取り組む内容:
1) 神経幹細胞に関する研究報告のうち、「2012 Fiscal Year」から「医学部, 准教授 (20265242)」までを（末尾の語句を含めて）、「准教授」を「教授」に改めて書き直してください。
2) 神経幹細胞に関する研究報告の続きを、示されている最後の文の後から書いてください。

抜粋本文:

++++++

2012 Fiscal Year Research-status Report
クロマチン制御因子による神経幹細胞の維持機構に関する研究
Project/Area Number |
24613006
|
Research Category |
Grant-in-Aid for Scientific Research (C)
|
Research Institution | Jichi Medical University |
Principal Investigator |
冨永 薫 自治医科大学, 医学部, 准教授 (20265242)
|
Project Period (FY) |
2012-04-01 – 2015-03-31
|
Keywords | エピジェネティクス / クロマチン / 神経幹細胞 / ヒストンアセチル化 / 細胞増殖 / 遺伝子発現 / マウスモデル |
Research Abstract |
幹細胞の存在が中枢神経系を含む多くの組織で報告されており、その自己複製能と分化能の厳密な調節を通じて組織の恒常性維持に関与すると考えられている。神経幹細胞は中枢神経系を構成するニューロンとグリアに分化することができる多分化能を持つ細胞で、 器官形成の活発な発生期(胎児期)のみならず成体脳にも存在し、継続的に機能的な神経細胞を個体の一生を通じて供給している。エピジェネティックな調節機構を介したクロマチン制御は種々の細胞機能に重要であり、神経幹細胞の自己複製能や多分化能の維持にも重要である。本研究では、神経幹細胞の自己複製および神経分化におけるTip60ヒストンアセチル化酵素複合体の役割を、その構成成分であるクロマチン制御因子MRG15の機能解析を通じて明らかにすることを目的とする。当該年度は以下のことを行い、神経幹/前駆細胞でのクロマチン制御因子の重要性を示した。 1、構成的Mrg15欠損マウスの胎児脳由来神経幹/前駆細胞では、インテグリンβ1等の遺伝子発現が優位に低下しており、Mrg15欠損神経幹/前駆細胞の増殖能低下との関連が示唆された。 2、条件付きMrg15欠損マウスとネスチンプロモーターにより神経幹細胞特異的にCre組換え酵素を発現するマウスを掛け合わせ、神経幹細胞特異的Mrg15欠損マウスを作製した。 3、神経幹細胞特異的Mrg15欠損マウスの肝臓や腎臓では野生型マウスと同程度のMRG15の発現が認められたが、脳ではMRG15の発現が認められず、マウスモデルの有用性が示された。 4、神経幹細胞特異的Mrg15欠損マウスは、メンデルの法則に従って生まれてきたが、体が同腹のコントロール群に比べ優位に小さかった。 5、6ヶ月齢の神経幹細胞特異的Mrg15欠損マウスの脳の大きさはコントロール群に比べ小さく、またニューロスフェアーを形成する神経幹/前駆細胞の数も優位に少なかった。

++++++

提示資料:
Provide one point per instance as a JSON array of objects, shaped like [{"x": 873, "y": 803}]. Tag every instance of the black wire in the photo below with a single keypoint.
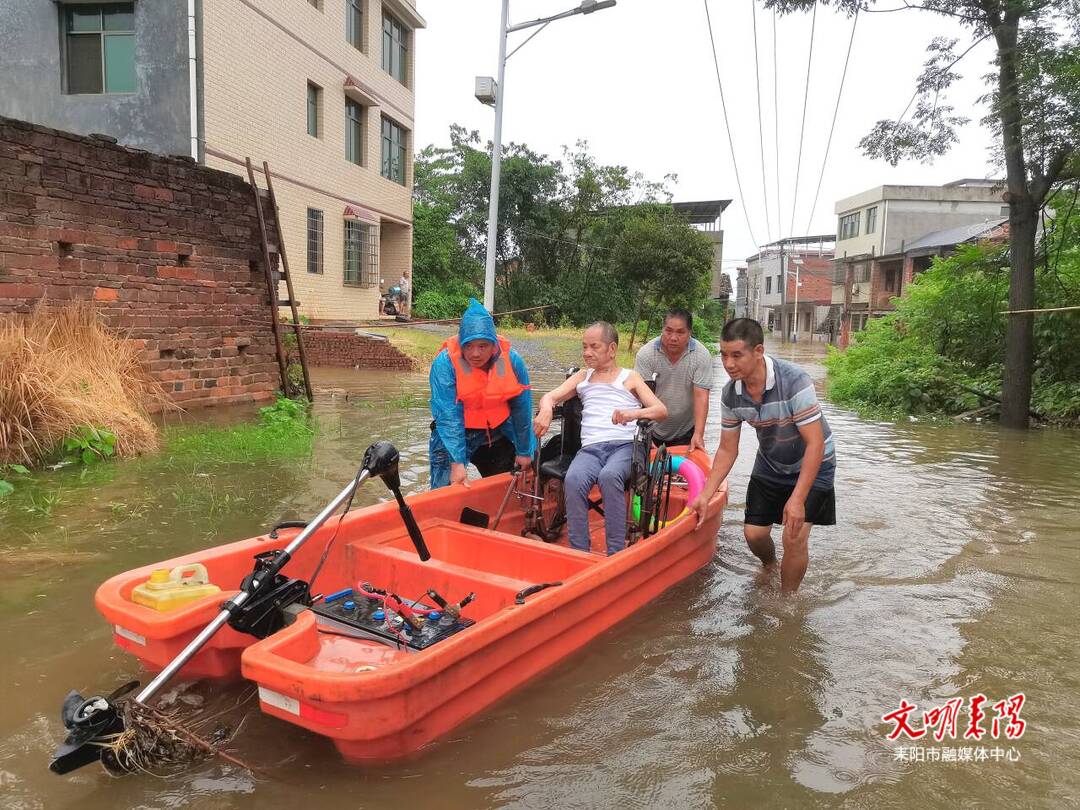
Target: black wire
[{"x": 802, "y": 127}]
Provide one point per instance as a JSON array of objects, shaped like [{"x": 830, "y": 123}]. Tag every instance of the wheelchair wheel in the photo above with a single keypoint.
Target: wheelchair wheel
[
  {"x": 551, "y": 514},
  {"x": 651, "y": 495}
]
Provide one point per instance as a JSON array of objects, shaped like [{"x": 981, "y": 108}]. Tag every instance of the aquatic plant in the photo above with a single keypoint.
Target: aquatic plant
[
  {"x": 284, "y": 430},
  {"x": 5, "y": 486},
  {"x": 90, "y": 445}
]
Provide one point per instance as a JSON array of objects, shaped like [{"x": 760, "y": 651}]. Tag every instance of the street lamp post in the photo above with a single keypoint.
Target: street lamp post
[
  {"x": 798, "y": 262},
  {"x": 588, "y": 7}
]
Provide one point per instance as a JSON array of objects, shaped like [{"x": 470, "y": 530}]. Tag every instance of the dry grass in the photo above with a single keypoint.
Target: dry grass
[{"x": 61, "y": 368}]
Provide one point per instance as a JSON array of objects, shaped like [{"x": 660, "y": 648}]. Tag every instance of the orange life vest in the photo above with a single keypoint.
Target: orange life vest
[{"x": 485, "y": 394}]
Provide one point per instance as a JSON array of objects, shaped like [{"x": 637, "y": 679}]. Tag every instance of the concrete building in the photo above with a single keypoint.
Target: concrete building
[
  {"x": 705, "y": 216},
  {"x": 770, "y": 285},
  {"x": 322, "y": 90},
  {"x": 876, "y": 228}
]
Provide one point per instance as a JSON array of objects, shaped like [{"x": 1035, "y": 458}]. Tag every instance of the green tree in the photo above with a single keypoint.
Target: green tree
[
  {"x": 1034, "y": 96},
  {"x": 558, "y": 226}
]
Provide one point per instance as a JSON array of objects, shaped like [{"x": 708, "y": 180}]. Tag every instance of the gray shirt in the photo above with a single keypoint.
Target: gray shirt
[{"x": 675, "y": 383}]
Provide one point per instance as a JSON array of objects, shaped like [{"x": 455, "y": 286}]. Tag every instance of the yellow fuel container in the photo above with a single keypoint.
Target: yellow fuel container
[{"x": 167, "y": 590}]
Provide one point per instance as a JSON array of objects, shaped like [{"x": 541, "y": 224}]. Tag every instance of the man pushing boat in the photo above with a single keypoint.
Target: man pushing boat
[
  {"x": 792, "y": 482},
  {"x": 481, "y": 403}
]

++++++

課題の解答:
1)
2012 Fiscal Year Research-status Report
クロマチン制御因子による神経幹細胞の維持機構に関する研究
Project/Area Number |
24613006
|
Research Category |
Grant-in-Aid for Scientific Research (C)
|
Research Institution | Jichi Medical University |
Principal Investigator |
冨永 薫 自治医科大学, 医学部, 教授 (20265242)

2)
|
Current Status of Research Progress |
Current Status of Research Progress
2: Research has progressed on the whole more than it was originally planned.
Reason
現在までの研究目的は、おおむね順調に進展している。条件付きMrg15欠損マウスとネスチンプロモーターよりCre組換え酵素が発現するマウスを掛け合わせることによって、神経幹細胞特異的なMrg15欠損マウスを産生した。条件付きMrg15欠損マウスではMrg15遺伝子の第3エキソンがCre組換え酵素により欠損し、フレームシフトが起こる様にデザインされている。実際、神経幹細胞特異的Mrg15欠損マウスの脳及びニューロスフェアー法で増殖した神経幹/前駆細胞では、MRG15の発現は認められず、解析に必要なマウスの系が確立された。ニューロスフェアー法による細胞培養法および組織化学的方法を検討し、in vitro及びin vivo解析法を確立した。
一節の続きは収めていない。